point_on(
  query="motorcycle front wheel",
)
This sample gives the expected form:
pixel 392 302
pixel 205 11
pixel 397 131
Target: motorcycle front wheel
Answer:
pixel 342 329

## Goal
Can you rewrite the records above with "front" changed to "rear" and everything else kept the same?

## Problem solution
point_on(
  query="motorcycle rear wheel",
)
This sample gives the expected form:
pixel 392 302
pixel 205 11
pixel 397 131
Target: motorcycle rear wheel
Answer:
pixel 342 329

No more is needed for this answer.